> **Set task**
Write out word for word the lines of the entries below, from the line with "of the grass." up to and including the line with "pixel 46 41".

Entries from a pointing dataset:

▬▬▬▬▬▬▬▬▬▬

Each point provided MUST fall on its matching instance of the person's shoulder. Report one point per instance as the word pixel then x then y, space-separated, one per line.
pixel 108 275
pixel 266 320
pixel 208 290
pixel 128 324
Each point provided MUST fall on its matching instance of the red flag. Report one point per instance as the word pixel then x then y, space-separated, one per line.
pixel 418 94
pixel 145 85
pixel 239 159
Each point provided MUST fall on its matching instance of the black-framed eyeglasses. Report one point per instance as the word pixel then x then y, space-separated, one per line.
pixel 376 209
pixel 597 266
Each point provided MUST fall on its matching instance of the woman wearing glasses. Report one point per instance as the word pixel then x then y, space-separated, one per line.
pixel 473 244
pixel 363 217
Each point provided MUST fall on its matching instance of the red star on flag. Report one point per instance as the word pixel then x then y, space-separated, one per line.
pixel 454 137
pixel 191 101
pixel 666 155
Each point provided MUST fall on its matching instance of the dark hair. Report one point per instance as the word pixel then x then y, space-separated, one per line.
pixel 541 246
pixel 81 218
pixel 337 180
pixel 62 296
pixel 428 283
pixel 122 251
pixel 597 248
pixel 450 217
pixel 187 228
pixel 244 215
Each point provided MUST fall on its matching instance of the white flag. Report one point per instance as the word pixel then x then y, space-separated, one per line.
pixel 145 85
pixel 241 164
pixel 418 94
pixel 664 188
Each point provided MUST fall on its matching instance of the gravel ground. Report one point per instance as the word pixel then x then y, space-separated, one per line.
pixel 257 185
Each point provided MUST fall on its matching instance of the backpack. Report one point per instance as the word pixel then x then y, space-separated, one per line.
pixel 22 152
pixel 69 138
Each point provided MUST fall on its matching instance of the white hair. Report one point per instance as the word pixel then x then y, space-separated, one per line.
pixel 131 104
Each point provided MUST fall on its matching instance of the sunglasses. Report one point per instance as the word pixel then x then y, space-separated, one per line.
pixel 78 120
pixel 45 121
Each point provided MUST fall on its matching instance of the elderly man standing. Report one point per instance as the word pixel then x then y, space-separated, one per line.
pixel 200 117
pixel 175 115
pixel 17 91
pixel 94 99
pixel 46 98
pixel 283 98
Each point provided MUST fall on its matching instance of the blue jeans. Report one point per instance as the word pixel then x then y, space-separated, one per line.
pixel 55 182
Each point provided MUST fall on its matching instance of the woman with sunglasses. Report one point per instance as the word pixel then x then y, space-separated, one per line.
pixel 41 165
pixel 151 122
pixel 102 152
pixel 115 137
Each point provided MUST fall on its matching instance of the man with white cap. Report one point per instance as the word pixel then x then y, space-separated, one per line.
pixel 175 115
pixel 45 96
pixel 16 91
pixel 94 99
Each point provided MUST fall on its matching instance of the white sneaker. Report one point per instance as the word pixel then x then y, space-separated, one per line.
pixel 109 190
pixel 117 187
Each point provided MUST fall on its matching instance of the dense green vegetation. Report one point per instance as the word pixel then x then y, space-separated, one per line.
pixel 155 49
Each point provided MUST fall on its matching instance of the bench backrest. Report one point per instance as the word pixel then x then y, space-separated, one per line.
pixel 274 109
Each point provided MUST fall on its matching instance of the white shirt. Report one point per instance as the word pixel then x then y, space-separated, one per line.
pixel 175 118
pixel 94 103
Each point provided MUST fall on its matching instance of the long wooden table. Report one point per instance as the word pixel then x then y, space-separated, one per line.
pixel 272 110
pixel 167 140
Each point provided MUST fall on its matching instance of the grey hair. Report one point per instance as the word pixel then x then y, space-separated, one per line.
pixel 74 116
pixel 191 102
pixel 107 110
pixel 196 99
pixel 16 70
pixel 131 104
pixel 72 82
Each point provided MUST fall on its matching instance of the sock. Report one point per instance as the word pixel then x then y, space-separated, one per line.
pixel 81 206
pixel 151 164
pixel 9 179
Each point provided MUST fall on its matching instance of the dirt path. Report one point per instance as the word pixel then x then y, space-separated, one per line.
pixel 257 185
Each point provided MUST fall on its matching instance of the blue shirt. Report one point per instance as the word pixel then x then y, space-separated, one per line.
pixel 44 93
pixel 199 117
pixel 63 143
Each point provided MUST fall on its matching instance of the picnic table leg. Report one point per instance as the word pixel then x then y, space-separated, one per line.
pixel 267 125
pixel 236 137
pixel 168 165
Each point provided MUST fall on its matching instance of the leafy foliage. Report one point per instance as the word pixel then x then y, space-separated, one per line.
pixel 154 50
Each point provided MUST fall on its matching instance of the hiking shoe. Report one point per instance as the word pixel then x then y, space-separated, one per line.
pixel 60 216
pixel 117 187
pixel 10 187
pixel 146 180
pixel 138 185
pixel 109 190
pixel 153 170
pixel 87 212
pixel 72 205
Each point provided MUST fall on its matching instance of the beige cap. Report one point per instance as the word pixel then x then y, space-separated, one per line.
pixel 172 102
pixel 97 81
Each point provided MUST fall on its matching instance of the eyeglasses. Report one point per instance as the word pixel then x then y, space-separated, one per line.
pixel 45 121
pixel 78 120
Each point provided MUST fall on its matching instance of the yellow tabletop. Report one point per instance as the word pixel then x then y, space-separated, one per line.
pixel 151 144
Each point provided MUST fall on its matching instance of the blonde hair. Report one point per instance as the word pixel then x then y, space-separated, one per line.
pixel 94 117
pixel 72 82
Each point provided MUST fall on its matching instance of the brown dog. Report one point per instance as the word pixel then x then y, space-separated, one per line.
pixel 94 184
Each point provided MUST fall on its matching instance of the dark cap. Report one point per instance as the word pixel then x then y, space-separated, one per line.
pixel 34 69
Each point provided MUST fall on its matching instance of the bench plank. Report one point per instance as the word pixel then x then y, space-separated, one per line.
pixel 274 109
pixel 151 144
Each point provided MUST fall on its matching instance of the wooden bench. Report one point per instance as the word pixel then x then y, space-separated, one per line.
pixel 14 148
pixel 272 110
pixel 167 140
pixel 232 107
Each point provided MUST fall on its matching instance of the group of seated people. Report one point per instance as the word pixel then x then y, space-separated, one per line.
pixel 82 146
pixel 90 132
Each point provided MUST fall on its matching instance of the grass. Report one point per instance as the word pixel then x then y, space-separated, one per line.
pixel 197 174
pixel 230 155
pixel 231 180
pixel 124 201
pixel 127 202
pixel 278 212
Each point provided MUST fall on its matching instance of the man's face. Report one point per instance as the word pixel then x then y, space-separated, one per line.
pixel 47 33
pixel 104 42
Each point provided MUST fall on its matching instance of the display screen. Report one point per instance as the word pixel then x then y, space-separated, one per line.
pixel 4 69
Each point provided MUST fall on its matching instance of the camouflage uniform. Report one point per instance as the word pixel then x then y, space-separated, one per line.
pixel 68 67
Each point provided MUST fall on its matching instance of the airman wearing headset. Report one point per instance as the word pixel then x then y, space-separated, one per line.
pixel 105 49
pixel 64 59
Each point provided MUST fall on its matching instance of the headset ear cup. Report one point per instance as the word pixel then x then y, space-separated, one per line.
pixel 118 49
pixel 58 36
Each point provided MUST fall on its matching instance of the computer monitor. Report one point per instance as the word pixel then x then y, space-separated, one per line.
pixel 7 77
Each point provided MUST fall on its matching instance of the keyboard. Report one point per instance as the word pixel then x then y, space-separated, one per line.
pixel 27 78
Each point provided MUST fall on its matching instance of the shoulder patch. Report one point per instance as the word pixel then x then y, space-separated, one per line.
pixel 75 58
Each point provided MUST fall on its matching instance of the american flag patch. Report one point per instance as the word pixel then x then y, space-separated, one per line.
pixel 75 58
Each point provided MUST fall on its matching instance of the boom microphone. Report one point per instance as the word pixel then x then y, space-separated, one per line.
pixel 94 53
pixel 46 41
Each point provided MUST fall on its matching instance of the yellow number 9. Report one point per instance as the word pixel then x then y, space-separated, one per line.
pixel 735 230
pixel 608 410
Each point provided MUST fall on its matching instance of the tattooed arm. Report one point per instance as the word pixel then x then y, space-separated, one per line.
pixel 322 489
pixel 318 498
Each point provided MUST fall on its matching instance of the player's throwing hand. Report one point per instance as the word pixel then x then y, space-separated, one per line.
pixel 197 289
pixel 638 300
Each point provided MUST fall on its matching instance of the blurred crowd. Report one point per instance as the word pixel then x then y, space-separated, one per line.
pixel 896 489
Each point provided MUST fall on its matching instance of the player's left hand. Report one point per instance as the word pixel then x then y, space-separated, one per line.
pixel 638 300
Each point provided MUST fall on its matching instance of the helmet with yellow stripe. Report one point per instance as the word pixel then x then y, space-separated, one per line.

▬▬▬▬▬▬▬▬▬▬

> **Task response**
Each point provided MUST fall on its matching instance of the grass. Report one point per instance as the word pixel then x then y, space-separated, one per line.
pixel 197 174
pixel 230 155
pixel 231 180
pixel 124 201
pixel 127 202
pixel 278 212
Each point provided MUST fall on its matching instance of the man's face. Report one point per instance as the word pixel then x then y, space-separated, one per line.
pixel 47 33
pixel 104 42
Each point provided MUST fall on its matching instance of the display screen. Report one point per instance as the word pixel then x then y, space-separated, one per line.
pixel 4 69
Each point provided MUST fall on its matching instance of the camouflage uniform. Report one point per instance as the word pixel then x then y, space-separated, one per line.
pixel 68 67
Each point provided MUST fall on its matching instance of the airman wearing headset. Report one point per instance as the word pixel then x then y, space-separated, one per line.
pixel 105 49
pixel 64 59
Each point provided MUST fall on its matching instance of the headset ear cup. Report one point per instance as the word pixel then x then y, space-separated, one per line.
pixel 118 49
pixel 58 36
Each point provided MUST fall on its matching instance of the computer monitor. Report one point per instance as the word pixel then x then y, space-separated, one per line.
pixel 7 77
Each point provided MUST fall on its matching instance of the keyboard. Report one point per instance as the word pixel then x then y, space-separated, one per line.
pixel 27 78
Each point provided MUST fall on its matching instance of the shoulder patch. Report one point per instance as the word pixel then x then y, space-separated, one per line.
pixel 75 58
Each point provided MUST fall on its matching instance of the american flag patch. Report one point per instance as the word pixel then x then y, space-separated, one per line.
pixel 75 58
Each point provided MUST fall on its matching instance of the boom microphone. Report one point per instance as the word pixel then x then y, space-separated, one per line.
pixel 94 53
pixel 46 41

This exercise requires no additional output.